- [SUPPLIED TEXT]:
-----

Today, his specialization lies at the intersection of liposome/nanoparticle technology and inhalation delivery. As the chief technology officer at Insmed Incorporated, a public biotech-pharmaceutical company, Perkins heads the research team, working to develop pharmaceutical therapies for rare diseases where there is high unmet medical need. His current work includes an inhaled liposomal amikacin drug, currently in a Phase 3 clinical trial and a Phase 2 clinical trial. “If it is approved, it will be used to treat Pseudomonas aeruginosa lung infections in cystic fibrosis patients, as well as patients with nontuberculous mycobacteria lung infections,” Perkins explained. This treatment, as well as others that he is working on, focus on inhalation as a route of administration, expanding his knowledge base to include a “reasonable understanding of aerosol delivery, aerodynamics, and airway deposition.”
Through the years, his biggest challenges have come not from the science, but from the supporting framework. Financial support, even in the pharmaceutical industry, is not unlimited. Perkins worked at a small venture capital funded company for several years, where pursuing research questions was limited to those that had potential to advance drug candidates down the pharmaceutical development path.
Time management is also a challenge for Perkins. With career advancement came additional administrative responsibilities, limiting his time even further. He describes the pharmaceutical industry as seeming on occasion akin to an old-west cattle drive, saying, “You gather the herd, head toward your destination and start pushing forward; if you discover new geography or a beautiful landscape, you make note of it but keep pushing forward.” Time to investigate those beautiful landscapes—or dangling questions in research projects—is limited, “and often you aren’t able to return to explore further.”

-----

- [EXERCISE OBJECTIVE]: Extend the passage about Perkins's pharmaceutical research career, picking up right after its final sentence.

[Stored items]
-----

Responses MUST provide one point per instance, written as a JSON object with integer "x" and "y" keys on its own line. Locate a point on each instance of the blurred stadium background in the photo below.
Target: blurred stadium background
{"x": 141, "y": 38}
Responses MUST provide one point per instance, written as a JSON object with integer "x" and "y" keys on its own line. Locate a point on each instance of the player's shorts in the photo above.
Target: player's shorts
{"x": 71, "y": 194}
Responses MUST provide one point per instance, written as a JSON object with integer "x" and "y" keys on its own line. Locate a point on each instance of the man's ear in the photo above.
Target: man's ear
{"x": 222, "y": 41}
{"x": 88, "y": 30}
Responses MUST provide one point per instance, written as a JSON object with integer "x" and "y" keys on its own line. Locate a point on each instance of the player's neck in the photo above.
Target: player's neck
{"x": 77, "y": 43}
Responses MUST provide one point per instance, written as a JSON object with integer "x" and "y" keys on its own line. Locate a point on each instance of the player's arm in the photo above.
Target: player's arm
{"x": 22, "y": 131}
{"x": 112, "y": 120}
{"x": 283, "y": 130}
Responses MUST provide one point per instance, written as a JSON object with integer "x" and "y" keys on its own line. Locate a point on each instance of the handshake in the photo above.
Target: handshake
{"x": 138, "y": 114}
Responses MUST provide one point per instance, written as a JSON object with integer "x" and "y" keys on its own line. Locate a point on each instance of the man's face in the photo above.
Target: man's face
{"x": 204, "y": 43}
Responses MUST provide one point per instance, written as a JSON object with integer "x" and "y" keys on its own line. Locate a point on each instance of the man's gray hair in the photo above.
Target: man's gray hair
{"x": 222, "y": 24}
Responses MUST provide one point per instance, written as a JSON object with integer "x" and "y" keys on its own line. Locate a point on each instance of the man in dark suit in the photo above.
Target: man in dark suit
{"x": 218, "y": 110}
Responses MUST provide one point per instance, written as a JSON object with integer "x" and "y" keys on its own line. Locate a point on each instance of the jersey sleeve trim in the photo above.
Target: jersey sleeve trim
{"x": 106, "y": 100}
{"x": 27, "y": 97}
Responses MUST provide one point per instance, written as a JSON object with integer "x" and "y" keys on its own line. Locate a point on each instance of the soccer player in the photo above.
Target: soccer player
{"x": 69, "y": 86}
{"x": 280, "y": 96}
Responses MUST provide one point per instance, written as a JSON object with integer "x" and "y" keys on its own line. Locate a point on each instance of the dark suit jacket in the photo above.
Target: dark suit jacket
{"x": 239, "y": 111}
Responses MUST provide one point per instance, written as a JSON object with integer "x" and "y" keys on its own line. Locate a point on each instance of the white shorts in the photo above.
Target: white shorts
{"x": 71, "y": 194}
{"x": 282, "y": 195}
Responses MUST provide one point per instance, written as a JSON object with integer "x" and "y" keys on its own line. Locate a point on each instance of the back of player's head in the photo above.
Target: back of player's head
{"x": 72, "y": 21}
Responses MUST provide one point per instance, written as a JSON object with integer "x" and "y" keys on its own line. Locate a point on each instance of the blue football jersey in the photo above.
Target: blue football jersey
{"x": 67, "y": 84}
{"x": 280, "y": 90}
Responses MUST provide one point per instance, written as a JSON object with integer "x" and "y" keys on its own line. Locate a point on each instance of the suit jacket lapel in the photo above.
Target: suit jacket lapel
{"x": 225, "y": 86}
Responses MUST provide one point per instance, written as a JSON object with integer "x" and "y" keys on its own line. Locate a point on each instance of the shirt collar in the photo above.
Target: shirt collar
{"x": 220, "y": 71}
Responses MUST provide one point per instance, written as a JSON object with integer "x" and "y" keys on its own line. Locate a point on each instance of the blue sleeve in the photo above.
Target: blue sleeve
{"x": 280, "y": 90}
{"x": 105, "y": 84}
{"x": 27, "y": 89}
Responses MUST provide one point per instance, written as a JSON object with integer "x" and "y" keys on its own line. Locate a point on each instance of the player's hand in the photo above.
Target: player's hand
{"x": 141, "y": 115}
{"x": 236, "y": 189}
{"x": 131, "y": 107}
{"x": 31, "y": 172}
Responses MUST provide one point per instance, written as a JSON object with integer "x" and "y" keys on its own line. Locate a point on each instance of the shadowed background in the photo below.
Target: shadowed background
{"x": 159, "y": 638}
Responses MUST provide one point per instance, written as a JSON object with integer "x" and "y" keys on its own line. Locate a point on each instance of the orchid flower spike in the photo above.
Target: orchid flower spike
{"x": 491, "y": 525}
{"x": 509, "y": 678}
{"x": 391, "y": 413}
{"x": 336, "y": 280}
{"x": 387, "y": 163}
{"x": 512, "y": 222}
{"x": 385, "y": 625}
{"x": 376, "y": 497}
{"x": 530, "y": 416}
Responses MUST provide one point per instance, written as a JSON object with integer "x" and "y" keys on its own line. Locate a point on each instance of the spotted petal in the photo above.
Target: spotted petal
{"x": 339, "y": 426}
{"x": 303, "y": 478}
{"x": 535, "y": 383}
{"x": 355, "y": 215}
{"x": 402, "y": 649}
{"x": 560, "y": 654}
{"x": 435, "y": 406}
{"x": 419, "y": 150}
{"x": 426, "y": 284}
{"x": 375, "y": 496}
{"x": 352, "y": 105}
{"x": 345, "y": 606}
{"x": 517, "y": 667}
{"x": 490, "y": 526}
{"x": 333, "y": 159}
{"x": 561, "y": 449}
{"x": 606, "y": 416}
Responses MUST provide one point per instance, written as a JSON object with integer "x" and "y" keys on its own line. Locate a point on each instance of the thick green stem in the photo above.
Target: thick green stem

-----

- [EXPECTED OUTPUT]:
Despite these limitations, Perkins finds his work extremely rewarding. Solving the mystery of what appeared to be a new phase transition in saturated chain phospholipids was a personally satisfying puzzle to solve. Additionally, the improvement in patient’s lives brought about by new therapies, and the interesting science employed to generate the therapies, keeps him pushing forward. “I really love what I do,” Perkins confessed. “I’d like to keep doing it until I can’t, even expanding my group and doing more mechanistic work into basic interactions.”
Perkins would like to examine more closely the role of epithelial cell responses to certain mediators affecting changes in the pulmonary vasculature, and to watch and wait in awe as the endless possibilities of biophysics move the field forward. “In my career, I have seen computers move from simple data crunchers to indispensable tools,” said Perkins. “The possibilities 25 years from now are hard to imagine.”